─── Data supplied

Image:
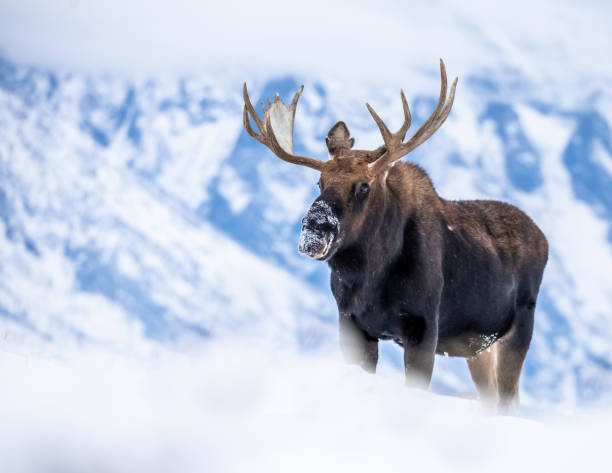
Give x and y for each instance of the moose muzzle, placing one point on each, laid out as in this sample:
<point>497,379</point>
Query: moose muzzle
<point>319,231</point>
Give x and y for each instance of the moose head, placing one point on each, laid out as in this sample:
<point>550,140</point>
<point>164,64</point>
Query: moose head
<point>353,182</point>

──────

• [What to do]: Print the whole listing exactly, please, and keep any images out of it.

• [Answer space]:
Image:
Give x and y for each instance of the moose muzzle, placing one point on each, laid out as in this sample:
<point>497,379</point>
Query: moose muzzle
<point>319,231</point>
Give x and y for each instance of the moose head, placing one point on each, laid out as in this sample:
<point>550,140</point>
<point>164,64</point>
Query: moose head
<point>353,182</point>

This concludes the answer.